Vuelve a escribir sin cambiar nada el tramo del fragmento de página que va desde "A modo de cierre, cabe" hasta "establishment financiero internacional.".
== Fragmento de página
A modo de cierre, cabe enfatizar que las políticas públicas que permiten dar respuesta a los problemas que atañen a nuestra vida cotidiana, no son “autoevidentes” ni se formulan “en el aire”. Por el contrario, los diagnósticos de los problemas y las medidas propuestas para solucionarlos se realizan siempre a partir de determinada forma de problematización. Renunciar a producir conocimiento científico acerca de lo social es entregar nuestra soberanía epistémica, es dejar que sean otras/os los que piensen nuestros problemas por nosotras/os. En definitiva, es entregarnos a las fauces de los think tanks ligados al establishment financiero internacional.
Iván Gabriel Dalmau es licenciado en Filosofía por la Universidad de Buenos Aires (UBA), licenciado y profesor de Sociología (UBA). Doctor en Ciencias Sociales (UBA) y posdoctorado en Ciencias Sociales (UBA). Investigador Asistente del Consejo Nacional de Investigaciones Científicas y Técnicas (CONICET), Profesor Adjunto de Epistemología de las Ciencias Sociales en la Universidad Nacional de San Martín (UNSAM) y Docente Auxiliar de Filosofía (UBA). Autor del libro Michel Foucault: entre epistemología y política. Reflexiones en torno a la arqueo-genealogía del saber que vertebra la analítica de la gubernamentalidad neoliberal (Editorial Teseo / Colección Filosofía, 2024).
====
== Conjunto de datos
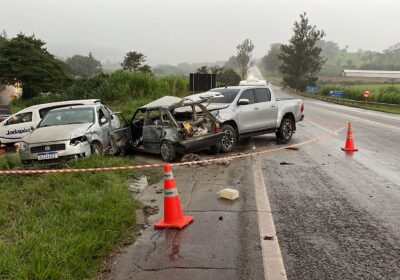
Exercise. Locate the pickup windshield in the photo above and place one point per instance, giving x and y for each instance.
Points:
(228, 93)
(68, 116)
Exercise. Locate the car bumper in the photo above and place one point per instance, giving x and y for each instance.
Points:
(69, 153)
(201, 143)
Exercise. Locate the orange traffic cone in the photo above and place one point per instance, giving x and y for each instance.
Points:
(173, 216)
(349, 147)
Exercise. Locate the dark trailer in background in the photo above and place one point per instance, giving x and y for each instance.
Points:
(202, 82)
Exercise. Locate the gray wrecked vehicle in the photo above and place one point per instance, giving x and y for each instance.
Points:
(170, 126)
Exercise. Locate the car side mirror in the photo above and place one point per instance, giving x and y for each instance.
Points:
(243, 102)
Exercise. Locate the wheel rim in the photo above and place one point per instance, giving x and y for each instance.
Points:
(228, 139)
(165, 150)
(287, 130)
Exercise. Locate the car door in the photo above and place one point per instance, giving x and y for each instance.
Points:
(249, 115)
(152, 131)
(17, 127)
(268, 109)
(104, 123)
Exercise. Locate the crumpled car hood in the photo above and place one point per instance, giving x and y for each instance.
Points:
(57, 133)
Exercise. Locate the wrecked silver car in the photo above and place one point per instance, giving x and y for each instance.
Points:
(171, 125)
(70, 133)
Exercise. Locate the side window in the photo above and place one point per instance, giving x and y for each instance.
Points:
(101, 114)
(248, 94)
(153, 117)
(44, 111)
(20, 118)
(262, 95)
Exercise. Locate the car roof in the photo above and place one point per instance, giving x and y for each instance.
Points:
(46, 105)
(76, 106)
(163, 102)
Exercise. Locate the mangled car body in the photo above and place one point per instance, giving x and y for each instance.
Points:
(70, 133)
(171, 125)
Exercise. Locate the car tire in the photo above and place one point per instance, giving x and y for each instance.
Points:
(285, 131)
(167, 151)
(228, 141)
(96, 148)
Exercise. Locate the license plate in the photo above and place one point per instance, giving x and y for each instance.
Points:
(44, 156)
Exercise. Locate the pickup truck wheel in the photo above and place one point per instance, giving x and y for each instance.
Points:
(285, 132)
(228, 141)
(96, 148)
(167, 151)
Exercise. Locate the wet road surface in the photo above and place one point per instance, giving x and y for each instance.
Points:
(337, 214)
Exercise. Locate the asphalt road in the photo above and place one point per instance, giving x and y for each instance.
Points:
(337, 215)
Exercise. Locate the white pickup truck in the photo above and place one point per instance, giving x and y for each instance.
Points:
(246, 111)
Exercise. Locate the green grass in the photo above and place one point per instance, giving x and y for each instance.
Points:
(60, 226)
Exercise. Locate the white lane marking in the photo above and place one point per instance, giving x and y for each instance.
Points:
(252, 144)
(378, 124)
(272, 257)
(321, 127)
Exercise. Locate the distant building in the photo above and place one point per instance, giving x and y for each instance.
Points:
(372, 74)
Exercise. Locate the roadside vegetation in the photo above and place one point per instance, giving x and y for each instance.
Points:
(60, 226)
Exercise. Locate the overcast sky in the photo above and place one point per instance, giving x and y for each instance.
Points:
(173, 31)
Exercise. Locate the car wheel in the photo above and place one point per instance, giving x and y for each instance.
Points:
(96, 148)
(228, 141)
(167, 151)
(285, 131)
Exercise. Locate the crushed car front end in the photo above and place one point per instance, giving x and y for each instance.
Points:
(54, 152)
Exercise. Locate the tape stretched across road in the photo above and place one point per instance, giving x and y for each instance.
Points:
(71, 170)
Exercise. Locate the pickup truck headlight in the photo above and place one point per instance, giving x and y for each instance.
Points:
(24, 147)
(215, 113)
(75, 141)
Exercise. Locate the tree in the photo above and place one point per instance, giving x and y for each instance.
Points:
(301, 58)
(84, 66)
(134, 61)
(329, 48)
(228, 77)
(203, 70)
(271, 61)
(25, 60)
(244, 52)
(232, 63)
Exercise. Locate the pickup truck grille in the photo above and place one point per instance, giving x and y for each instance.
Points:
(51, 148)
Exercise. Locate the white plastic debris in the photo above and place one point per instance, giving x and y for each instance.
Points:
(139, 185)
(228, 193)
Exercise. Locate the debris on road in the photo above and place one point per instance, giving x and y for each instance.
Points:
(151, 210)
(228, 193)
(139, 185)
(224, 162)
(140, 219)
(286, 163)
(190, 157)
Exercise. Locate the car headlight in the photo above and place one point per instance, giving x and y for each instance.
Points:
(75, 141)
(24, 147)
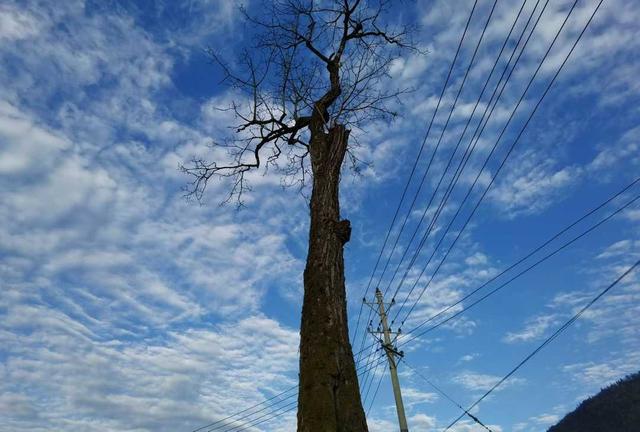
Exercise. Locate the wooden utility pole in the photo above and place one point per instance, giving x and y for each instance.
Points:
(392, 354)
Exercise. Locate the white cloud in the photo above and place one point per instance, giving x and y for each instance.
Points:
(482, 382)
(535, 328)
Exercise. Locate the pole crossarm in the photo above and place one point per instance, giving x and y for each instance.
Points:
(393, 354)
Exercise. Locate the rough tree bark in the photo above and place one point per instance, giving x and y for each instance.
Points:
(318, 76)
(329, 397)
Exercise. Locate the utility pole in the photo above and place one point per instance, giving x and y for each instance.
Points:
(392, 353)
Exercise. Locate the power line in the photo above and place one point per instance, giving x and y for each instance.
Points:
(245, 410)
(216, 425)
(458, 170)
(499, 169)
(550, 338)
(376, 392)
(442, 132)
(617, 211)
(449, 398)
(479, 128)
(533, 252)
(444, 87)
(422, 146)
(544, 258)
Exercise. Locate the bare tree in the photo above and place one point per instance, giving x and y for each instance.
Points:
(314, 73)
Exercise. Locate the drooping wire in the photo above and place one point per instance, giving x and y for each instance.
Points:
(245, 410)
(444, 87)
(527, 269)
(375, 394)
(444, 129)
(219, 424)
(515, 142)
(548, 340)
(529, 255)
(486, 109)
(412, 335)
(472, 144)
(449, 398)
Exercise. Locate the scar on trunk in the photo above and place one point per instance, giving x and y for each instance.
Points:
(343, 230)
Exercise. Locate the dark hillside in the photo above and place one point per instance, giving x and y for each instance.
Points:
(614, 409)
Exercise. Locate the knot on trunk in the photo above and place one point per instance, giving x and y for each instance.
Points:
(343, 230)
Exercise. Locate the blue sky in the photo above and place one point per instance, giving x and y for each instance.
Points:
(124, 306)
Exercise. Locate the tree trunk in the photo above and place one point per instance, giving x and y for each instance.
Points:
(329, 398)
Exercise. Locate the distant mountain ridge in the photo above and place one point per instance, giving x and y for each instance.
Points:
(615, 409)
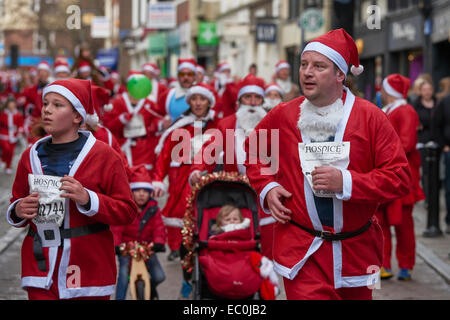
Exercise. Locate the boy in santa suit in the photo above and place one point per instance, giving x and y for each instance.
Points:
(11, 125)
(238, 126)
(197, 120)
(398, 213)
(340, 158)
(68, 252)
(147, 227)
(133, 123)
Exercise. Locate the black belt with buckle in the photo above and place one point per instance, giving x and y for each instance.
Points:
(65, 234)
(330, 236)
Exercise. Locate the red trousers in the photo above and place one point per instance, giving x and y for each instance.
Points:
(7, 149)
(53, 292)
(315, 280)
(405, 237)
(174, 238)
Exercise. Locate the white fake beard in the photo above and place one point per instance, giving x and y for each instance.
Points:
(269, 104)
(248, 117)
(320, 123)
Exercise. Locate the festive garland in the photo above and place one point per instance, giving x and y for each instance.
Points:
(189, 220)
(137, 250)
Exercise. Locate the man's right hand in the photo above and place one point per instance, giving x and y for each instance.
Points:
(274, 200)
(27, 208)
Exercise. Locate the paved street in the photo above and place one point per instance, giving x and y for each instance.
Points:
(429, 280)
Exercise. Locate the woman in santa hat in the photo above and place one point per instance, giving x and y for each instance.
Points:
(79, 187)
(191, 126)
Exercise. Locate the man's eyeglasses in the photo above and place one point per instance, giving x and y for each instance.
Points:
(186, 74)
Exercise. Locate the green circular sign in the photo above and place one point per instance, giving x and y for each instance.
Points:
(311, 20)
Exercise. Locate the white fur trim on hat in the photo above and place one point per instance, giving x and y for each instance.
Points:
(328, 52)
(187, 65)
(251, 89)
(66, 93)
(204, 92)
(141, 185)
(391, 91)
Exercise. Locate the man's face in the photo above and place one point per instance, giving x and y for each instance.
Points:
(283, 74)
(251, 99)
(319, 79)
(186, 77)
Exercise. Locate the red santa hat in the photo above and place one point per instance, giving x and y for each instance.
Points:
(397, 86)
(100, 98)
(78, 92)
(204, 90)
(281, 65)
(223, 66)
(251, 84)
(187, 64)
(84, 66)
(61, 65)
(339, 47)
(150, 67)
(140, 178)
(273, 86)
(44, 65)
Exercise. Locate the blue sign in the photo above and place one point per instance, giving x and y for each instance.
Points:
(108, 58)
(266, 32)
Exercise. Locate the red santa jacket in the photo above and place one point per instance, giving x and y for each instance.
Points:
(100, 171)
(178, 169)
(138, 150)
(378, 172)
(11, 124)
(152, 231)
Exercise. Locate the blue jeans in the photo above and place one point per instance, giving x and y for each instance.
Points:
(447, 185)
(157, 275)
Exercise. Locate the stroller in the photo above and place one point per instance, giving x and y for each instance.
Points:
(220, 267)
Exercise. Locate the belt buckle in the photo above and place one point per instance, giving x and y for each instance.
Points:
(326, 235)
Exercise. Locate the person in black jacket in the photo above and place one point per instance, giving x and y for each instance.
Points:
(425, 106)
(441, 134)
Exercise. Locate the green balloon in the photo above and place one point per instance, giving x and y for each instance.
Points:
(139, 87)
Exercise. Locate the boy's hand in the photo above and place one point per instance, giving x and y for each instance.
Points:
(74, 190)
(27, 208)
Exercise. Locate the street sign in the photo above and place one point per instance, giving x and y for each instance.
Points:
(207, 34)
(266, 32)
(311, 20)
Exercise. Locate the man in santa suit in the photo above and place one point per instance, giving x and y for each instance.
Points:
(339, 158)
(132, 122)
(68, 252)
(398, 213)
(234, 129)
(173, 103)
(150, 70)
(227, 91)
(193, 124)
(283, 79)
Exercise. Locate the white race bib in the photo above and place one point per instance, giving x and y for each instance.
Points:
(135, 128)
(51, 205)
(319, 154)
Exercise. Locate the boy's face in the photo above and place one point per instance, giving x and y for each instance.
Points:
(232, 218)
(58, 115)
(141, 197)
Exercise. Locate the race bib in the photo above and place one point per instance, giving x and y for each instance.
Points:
====
== Conjunto de datos
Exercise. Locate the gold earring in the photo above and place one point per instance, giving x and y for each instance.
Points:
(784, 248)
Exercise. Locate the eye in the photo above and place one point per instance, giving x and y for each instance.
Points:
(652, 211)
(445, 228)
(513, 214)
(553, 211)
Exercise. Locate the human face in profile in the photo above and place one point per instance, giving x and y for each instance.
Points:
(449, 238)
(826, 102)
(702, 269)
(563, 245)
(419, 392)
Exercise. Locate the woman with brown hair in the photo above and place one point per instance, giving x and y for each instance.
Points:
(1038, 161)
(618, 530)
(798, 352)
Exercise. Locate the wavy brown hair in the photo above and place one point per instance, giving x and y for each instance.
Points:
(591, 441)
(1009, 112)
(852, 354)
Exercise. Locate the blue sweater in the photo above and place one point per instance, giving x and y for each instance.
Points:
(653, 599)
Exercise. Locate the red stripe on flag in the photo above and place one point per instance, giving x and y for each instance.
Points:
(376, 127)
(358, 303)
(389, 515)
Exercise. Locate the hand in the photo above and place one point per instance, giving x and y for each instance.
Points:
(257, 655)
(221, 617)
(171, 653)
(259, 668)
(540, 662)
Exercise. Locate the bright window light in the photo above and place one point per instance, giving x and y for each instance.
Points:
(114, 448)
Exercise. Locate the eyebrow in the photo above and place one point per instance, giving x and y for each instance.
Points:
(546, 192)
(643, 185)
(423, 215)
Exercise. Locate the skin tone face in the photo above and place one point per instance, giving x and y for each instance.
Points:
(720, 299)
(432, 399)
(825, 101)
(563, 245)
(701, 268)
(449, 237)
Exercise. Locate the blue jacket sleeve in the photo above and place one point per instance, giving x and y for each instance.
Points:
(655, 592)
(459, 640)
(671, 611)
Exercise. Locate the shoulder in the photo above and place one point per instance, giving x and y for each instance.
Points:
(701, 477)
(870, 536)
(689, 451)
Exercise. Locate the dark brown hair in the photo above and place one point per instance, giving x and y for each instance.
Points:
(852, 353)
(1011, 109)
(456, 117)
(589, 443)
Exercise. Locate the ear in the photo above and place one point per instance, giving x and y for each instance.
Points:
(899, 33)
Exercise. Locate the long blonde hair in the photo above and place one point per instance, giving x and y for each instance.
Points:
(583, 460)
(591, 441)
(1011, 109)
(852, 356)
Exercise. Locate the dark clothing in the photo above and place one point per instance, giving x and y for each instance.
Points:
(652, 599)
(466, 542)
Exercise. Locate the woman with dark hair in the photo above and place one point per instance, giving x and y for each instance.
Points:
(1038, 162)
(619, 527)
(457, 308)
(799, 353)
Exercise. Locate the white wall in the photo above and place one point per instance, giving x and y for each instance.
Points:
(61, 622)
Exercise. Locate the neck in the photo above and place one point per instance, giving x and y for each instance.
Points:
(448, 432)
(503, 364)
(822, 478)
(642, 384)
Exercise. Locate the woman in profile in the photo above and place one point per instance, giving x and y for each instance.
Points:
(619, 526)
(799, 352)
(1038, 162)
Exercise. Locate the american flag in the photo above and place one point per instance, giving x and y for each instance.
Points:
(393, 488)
====
== Conjunto de datos
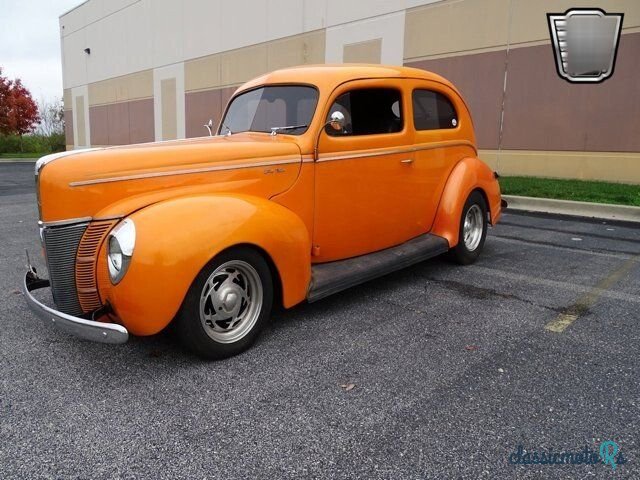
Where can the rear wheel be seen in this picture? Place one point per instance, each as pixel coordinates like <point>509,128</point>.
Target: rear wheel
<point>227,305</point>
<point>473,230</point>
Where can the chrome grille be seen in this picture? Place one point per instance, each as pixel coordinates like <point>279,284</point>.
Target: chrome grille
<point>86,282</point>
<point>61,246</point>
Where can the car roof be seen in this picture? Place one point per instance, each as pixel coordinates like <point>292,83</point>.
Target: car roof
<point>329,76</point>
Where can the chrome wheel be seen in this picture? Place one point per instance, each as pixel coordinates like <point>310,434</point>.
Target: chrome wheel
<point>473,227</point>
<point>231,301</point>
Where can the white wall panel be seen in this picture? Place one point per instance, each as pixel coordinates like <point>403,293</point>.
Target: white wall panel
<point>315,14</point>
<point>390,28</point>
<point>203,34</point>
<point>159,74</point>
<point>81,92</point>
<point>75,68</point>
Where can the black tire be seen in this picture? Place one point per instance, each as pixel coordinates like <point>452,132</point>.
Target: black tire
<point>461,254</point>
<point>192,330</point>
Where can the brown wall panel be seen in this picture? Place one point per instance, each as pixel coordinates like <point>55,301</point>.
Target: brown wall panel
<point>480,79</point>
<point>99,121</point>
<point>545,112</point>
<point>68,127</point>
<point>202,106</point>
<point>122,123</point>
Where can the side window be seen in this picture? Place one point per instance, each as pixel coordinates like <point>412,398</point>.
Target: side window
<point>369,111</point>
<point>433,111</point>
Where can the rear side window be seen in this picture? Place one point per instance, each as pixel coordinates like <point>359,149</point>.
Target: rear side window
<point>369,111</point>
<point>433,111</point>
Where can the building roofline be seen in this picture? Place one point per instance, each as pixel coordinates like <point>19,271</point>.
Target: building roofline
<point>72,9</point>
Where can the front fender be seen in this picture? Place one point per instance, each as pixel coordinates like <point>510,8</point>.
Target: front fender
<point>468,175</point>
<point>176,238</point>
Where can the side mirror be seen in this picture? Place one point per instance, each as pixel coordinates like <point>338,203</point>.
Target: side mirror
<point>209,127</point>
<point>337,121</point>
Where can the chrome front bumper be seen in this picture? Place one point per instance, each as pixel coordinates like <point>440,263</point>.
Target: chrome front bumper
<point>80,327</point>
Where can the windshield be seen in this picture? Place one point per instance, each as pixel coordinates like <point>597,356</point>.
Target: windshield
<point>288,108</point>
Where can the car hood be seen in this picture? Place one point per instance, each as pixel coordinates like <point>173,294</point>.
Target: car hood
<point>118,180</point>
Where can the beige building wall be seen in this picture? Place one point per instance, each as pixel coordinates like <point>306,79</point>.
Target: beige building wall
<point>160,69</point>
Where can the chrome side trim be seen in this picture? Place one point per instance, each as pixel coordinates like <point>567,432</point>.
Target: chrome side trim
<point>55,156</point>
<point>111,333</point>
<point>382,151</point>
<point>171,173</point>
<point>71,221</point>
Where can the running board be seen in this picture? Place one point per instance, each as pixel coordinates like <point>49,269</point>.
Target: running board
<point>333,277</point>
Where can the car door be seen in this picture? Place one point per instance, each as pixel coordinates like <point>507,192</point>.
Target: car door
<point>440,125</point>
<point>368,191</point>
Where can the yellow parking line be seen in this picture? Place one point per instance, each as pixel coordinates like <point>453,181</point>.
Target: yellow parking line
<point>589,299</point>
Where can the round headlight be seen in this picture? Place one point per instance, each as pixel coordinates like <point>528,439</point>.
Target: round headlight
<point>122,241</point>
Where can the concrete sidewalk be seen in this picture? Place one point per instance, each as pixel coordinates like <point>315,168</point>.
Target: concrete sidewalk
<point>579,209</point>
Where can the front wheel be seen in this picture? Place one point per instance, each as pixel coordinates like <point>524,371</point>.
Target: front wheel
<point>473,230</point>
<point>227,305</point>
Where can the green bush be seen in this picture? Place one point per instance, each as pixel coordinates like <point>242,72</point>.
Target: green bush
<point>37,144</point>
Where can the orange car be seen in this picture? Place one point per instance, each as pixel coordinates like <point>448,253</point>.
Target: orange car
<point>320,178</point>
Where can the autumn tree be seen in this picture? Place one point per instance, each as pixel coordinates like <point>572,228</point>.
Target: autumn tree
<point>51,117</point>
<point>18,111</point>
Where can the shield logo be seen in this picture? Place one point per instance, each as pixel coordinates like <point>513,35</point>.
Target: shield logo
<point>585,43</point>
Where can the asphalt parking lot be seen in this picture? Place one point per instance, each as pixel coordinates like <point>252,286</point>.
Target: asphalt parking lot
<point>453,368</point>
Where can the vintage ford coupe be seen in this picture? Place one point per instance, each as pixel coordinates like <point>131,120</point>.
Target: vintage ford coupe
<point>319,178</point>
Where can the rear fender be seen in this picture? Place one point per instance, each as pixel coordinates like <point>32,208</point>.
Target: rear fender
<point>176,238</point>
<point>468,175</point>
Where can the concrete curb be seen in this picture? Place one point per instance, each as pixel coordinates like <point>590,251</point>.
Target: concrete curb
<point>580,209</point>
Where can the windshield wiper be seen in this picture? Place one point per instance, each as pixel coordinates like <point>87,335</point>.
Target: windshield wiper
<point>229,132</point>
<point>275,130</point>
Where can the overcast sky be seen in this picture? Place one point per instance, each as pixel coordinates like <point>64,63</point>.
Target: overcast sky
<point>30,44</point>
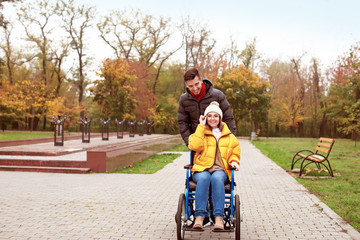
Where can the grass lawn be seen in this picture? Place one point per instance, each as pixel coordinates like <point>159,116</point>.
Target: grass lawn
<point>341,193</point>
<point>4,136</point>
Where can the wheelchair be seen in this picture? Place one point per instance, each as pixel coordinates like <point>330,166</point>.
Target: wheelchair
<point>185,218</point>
====
▸ **Solución escrita**
A modo de cierre, cabe enfatizar que las políticas públicas que permiten dar respuesta a los problemas que atañen a nuestra vida cotidiana, no son “autoevidentes” ni se formulan “en el aire”. Por el contrario, los diagnósticos de los problemas y las medidas propuestas para solucionarlos se realizan siempre a partir de determinada forma de problematización. Renunciar a producir conocimiento científico acerca de lo social es entregar nuestra soberanía epistémica, es dejar que sean otras/os los que piensen nuestros problemas por nosotras/os. En definitiva, es entregarnos a las fauces de los think tanks ligados al establishment financiero internacional.